* _Extracto de página_:
******************************
Como consecuencia directa de estos siglos de robos en serie —de tierras, de fuerza de trabajo y de capacidad atmosférica—, los países en vías de desarrollo están hoy atrapados entre los efectos del calentamiento global, que son más graves aún por la persistente pobreza que aquellos padecen, y su necesidad de paliar esa pobreza. Y no hay vía más barata ni fácil para conseguir esto último en el sistema económico actual que consumiendo mucho más carbono, lo que empeora sensiblemente la crisis climática. No pueden romper ese círculo vicioso sin ayuda, y esa ayuda solo puede venir de los países y las grandes empresas que se enriquecieron —en buena medida— como resultado de todas esas apropiaciones ilegítimas.
La diferencia entre esta reclamación de reparaciones y otras anteriores de parecida índole no es que esta esté más justificada, sino que no descansa exclusivamente sobre razones éticas y morales. Los países ricos no solo tienen que ayudar al Sur Global a encaminarse por una senda económica de bajas emisiones porque eso sea lo correcto, sino que necesitamos hacerlo así porque de ello depende nuestra supervivencia colectiva.
Al mismo tiempo, es preciso que consensuemos que el hecho de haber sufrido agravios en el pasado no otorga automáticamente a ningún país el derecho a repetir ese mismo crimen a una escala mayor todavía. Igual que haber padecido una violación no concede a nadie el derecho a violar, ni haber sufrido un atraco el derecho a atracar, el hecho de que alguien se viera privado en su momento de la oportunidad de saturar la atmósfera de polución no lo legitima para saturarla en la actualidad. Sobre todo, porque los contaminadores de hoy en día ya no desconocen las implicaciones catastróficas de esa contaminación como las desconocían los promotores de la primera Revolución Industrial.
******************************
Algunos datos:

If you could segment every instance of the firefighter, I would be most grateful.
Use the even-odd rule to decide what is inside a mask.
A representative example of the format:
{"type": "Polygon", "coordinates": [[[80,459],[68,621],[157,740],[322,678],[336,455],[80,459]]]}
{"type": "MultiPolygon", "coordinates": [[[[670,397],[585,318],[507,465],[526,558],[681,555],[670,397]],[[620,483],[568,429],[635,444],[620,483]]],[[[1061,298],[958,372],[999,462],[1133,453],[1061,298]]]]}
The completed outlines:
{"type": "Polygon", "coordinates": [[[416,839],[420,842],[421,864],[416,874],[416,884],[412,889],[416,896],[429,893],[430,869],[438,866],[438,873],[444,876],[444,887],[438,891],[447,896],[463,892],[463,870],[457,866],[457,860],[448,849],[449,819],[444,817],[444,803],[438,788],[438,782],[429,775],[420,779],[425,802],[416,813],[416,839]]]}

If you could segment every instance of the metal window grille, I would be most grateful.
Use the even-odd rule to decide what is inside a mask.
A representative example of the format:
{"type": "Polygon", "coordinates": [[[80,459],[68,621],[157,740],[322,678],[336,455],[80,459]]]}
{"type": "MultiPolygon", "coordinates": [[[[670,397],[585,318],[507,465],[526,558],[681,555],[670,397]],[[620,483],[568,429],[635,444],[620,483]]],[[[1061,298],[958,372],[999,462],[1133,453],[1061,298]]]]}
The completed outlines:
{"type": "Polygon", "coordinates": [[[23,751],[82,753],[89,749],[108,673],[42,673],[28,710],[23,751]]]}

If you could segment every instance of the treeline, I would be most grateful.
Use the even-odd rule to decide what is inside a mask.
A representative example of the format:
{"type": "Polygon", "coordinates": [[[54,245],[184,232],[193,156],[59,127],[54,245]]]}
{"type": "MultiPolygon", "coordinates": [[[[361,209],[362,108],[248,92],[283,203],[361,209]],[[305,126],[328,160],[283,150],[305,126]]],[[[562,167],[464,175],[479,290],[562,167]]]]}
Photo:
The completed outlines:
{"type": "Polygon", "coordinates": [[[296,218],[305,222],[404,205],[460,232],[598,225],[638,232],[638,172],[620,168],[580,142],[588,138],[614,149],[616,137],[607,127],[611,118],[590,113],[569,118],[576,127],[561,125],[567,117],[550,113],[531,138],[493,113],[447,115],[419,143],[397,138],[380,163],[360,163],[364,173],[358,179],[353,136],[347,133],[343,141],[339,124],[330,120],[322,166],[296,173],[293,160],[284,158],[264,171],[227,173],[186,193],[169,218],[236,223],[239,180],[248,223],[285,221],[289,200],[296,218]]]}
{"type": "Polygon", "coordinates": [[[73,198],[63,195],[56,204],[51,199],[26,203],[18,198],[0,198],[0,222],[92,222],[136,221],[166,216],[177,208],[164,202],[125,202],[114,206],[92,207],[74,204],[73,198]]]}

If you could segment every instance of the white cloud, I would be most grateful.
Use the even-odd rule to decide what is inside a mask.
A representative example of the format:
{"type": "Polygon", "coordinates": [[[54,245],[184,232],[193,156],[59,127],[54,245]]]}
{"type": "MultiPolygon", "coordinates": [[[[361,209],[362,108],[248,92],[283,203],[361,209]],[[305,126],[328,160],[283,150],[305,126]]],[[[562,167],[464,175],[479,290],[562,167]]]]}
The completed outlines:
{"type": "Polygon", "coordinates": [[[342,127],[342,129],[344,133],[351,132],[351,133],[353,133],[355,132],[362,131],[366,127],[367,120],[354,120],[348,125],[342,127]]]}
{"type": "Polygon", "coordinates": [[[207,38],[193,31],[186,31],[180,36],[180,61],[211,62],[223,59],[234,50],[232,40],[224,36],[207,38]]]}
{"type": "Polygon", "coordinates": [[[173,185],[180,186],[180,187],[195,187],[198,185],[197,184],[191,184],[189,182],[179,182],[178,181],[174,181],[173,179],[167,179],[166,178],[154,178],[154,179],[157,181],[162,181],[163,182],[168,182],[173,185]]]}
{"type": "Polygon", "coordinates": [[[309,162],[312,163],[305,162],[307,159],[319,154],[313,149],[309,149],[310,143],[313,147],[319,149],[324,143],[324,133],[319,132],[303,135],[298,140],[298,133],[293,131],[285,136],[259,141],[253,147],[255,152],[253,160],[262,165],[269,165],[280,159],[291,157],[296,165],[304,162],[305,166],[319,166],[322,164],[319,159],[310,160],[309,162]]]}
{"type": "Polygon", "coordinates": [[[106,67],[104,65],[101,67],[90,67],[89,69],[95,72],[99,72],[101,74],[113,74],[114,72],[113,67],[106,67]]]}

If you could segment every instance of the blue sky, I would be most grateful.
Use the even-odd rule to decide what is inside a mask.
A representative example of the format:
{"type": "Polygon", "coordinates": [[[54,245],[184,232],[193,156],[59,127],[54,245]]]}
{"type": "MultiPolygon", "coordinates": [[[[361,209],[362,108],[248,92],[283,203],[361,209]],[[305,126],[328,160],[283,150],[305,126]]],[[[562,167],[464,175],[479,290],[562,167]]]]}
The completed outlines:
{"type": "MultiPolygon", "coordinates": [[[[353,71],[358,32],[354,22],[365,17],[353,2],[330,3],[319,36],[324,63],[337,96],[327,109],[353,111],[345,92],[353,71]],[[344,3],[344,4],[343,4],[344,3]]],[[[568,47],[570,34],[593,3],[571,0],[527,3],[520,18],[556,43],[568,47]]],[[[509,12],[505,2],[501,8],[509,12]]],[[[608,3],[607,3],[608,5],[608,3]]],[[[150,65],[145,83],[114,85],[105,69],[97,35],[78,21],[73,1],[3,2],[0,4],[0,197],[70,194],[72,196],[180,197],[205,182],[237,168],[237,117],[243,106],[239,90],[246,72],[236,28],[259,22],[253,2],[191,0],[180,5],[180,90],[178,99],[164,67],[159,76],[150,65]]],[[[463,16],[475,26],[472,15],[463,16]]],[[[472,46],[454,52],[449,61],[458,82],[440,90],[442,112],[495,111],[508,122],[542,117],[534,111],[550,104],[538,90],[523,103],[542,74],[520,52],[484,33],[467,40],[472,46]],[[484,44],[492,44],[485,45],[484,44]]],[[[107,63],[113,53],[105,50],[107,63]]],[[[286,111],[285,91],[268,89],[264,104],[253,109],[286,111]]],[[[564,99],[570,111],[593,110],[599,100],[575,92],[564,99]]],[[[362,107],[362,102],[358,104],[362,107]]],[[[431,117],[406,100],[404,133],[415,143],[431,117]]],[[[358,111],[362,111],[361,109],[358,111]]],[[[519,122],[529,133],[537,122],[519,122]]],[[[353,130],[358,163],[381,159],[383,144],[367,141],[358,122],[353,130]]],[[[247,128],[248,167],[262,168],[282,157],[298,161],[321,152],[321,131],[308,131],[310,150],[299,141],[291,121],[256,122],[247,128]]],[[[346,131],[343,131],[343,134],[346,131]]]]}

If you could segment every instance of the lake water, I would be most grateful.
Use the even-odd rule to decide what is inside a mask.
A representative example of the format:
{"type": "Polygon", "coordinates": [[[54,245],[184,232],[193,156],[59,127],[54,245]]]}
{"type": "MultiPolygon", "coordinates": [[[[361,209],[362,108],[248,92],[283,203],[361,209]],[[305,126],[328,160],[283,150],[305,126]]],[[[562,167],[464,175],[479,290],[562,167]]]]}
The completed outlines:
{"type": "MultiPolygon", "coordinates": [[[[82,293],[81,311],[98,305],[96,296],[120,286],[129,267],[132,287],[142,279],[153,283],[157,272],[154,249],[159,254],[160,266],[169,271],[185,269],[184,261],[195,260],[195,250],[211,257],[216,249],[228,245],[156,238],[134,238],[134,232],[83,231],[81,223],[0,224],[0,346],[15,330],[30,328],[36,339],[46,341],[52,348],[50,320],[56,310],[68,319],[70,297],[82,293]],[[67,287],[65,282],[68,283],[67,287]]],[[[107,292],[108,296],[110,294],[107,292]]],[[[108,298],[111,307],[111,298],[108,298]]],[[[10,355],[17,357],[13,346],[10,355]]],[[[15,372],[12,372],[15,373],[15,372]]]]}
******************************
* _Instrucciones_:
A. Según el fragmento sobre las reparaciones climáticas, ¿de quién solo puede venir la ayuda que necesitan los países en vías de desarrollo?
B. Copia del fragmento sobre las reparaciones climáticas el pasaje entre "La diferencia entre" y "nuestra supervivencia colectiva.", ambos incluidos, y renombra "Sur Global" como "Sur del planeta".
C. Prolonga el fragmento sobre las reparaciones climáticas a partir de su última oración.
No hace falta consultar los datos.

* _Respuestas_:
A. De los países y las grandes empresas que se enriquecieron, en buena medida, como resultado de todas esas apropiaciones ilegítimas.

B.
La diferencia entre esta reclamación de reparaciones y otras anteriores de parecida índole no es que esta esté más justificada, sino que no descansa exclusivamente sobre razones éticas y morales. Los países ricos no solo tienen que ayudar al Sur del planeta a encaminarse por una senda económica de bajas emisiones porque eso sea lo correcto, sino que necesitamos hacerlo así porque de ello depende nuestra supervivencia colectiva.

C.
Así que debemos encontrar una vía intermedia. Por suerte, un grupo de investigadores del laboratorio de ideas EcoEquity y del Instituto de Medio Ambiente de Estocolmo han intentado hallar una, y han elaborado un detallado e innovador modelo de cuál podría ser un método rigurosamente equitativo de reducción de emisiones a escala global. Bautizado como el marco de los Derechos de Desarrollo Invernadero, se trata de un intento de reflejar mejor esta nueva realidad en la que la riqueza y las fuentes de contaminación carbónica se desplazan progresivamente hacia el mundo en vías de desarrollo, y de proteger con firmeza al mismo tiempo el derecho al desarrollo sostenible y de reconocer la mayor responsabilidad de Occidente por las emisiones ya acumuladas. Un enfoque así, creen sus autores, es justamente lo que se necesita para romper el círculo vicioso climático, ya que permite abordar "las inmensas desigualdades existentes no solo entre países, sino también en el interior de cada uno de ellos". Los países del norte tendrían así garantías de que los países ricos del Sur Global contribuyen a la parte que les corresponde (ahora y en el futuro) al tiempo que se salvaguarda adecuadamente para los pobres lo que queda de la capacidad atmosférica comunal.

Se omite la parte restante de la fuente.